■ **Stored records**:
◆ ◆ ◆
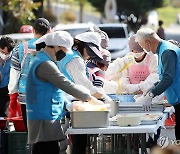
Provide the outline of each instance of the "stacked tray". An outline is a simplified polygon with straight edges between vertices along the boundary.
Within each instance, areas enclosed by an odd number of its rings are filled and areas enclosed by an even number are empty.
◆ ◆ ◆
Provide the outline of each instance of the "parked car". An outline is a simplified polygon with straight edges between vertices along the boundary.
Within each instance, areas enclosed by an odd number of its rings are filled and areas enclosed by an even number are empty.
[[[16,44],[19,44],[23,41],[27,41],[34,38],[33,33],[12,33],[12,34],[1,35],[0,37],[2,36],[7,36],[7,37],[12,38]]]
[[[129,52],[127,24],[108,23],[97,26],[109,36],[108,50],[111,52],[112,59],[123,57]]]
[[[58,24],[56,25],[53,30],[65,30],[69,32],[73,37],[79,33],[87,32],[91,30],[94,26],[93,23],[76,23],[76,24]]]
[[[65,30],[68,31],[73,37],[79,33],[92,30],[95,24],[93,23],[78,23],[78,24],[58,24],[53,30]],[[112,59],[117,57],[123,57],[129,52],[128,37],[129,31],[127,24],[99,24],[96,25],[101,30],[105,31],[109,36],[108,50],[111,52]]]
◆ ◆ ◆
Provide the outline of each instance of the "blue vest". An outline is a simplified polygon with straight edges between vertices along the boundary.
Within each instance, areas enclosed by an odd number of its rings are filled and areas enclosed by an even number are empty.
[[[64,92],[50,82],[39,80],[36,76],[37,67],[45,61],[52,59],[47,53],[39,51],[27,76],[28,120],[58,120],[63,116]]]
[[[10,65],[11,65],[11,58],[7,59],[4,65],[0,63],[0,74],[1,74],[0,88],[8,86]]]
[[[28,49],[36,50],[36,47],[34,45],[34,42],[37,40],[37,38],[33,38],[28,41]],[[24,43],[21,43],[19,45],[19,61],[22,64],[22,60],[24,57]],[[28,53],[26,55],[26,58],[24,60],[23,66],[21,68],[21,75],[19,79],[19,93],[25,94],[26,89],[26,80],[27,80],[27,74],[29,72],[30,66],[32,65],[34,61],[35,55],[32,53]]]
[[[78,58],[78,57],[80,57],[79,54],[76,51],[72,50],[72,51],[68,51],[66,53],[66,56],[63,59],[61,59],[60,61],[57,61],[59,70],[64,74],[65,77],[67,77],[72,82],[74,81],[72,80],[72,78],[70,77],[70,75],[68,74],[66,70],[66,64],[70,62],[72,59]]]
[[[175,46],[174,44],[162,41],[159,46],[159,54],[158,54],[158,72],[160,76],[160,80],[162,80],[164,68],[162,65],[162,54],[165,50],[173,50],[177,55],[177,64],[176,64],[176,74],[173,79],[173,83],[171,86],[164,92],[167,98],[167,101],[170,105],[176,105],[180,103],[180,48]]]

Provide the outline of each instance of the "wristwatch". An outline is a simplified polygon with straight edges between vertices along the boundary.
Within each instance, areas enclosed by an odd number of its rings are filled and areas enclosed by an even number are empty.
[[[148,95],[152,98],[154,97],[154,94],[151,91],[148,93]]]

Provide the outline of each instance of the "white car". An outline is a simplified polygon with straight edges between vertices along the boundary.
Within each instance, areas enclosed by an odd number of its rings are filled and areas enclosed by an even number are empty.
◆ ◆ ◆
■ **Task goal**: Tally the lines of the listing above that contain the string "vertices", treating uppercase and lowercase as different, and give only the number.

■ **Solution to the exercise**: 5